## DIRECTIONS
a) In the Cryptist introduction, list every thing that the final paragraph says cryptocurrency investing is about, starting from "It is about how one identifies value".
b) Carry on the Cryptist introduction from its last sentence, keeping the same first-person voice.

## SUPPLIED TEXT
┏━━
I guess I should introduce myself. I'm The Cryptist. That's all you need to know. If you are reading this webpage, perhaps you are a cryptist too. If you've never heard the word before, it's simple: it's because I made it up.
The pathology of the word I have made up is relatively simple, the first part, "Crypt" is a play on the word encryption. For about 10 years I have been an entrepreneur, and a self-proclaimed cryptoanarchist and futurist. If you don't know what this means, it means that I believe data should be allowed to be distributed in it's most frictionless, and democratic form, and that the the transmission of this data should, at it's core, be protected by deep encryption. Yes, according to this philosophy, I believe that information should be free for exchange, or that the exchange of value for information should be automated, and at the most minimal impact to the consumer. Furthermore, I believe that the arc of humanity, through technology and innovation, can eventually progress to a society where money becomes inconsequential.
The second half, or the "ist" in Cryptist, is a play on the word enthusiast, but I suppose I should be more specific with respect to what. While I love encryption, I'm ecstatic about cryptocurrency. I'm ecstatic about what it can do for not only markets, but meaningful innovations and the greater world. This time we are in is truly the advent of internet 3.0.
To be a Cryptist, however, you need not be a cryptoanarchist or a futurist, and you cannot merely like cryptocurrency. One must posess pragmatism. It's more than reading feel good articles about what things will be worth, or assessing a hundred technical analysis charts that will tell you a hundred different indicators. Much of cryptocurrency investing, thus, is about internal game. It is about how one identifies value, even when the charts won't say it. It is about how one manages their money and the trading frequency of their portfolios. It's about how aware one is of their emotions during intense price swings. It's about shirking away from a speculative mindset… and it's about loving cryptocurrency. A Cryptist, thus, is a wise cryptocurrency investor. This site, hence, isn't about charts or speculative price structures, but instead, how to evolve into this individual, and the insights that he or she may have about the marketplace.
┗━━
## COLLECTED DATA
┏━━
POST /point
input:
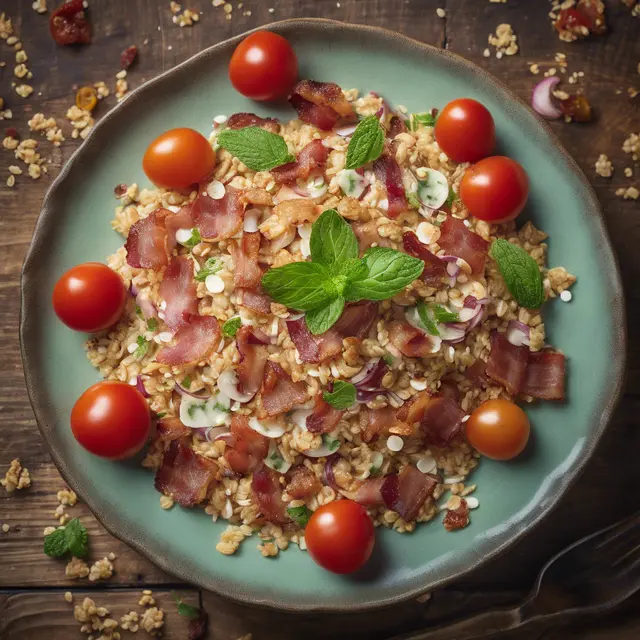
┗━━
## PER-TASK ANSWERS
a)
- How one identifies value, even when the charts won't say it
- How one manages their money and the trading frequency of their portfolios
- How aware one is of their emotions during intense price swings
- Shirking away from a speculative mindset
- Loving cryptocurrency

b)
LET ME BE CLEAR: This isn't meant to be treated as "financial journalism." Choosing to take the information written in this website as financial advice in any form means that you accept the risks associated with investing in general, and are operating entirely of your own volition.
As far as the tone of the site, yes, I'm colloquial, I swear, and I don't care. This blog isn't here to be nice, objective or "professional" despite the fact that day traders are notoriously profane. It's here to weed through the heaps of bullshit that currently occupy what is otherwise an exciting and rapidly developing industry… in turn, I simply hope that I can aid in producing more intelligent investors who know not to be sold by any bubble bursting madness.
So let's talk about the promises I'm willing to make as an author of this kind of information, the expectations that I have, and where do we go from here.
1. I promise that every post will be thoughtful. I feel like this should almost go without saying, but there's a whole lot of filler out there in the wilds these days. I've had a tiny part to do with it on the myriad other blogs I've started in my lifetime. The reality is that when running a blog, the author can feel obligated or forced to constantly keep things updated to appeal to their reader base, or in an attempt to "compete" with larger staffs. While I understand why blogs do that, the purpose of this blog is not for daily info. I can point you to amazing sources if you want any. But what I am saying is I'll put up my thoughts as they come as frequently as they come, but I won't masquerade as a full time journalist. In exchange, I promise that everything I say will be articles of length, and have information and insights that I feel are thoughtful enough to be presented.
2. I promise to NEVER shill a scam.
There are a lot of scams out there in the marketplace, and some of them look very convincing whether they come in the form of ICOs, Ponzi schemes, or joke coins. One thing I will never do is knowingly promote a token or service that I believe could potentially hurt my readers or the general public... Furthermore, I will never knowing promote anything that I think is useless, because that is just as bad too.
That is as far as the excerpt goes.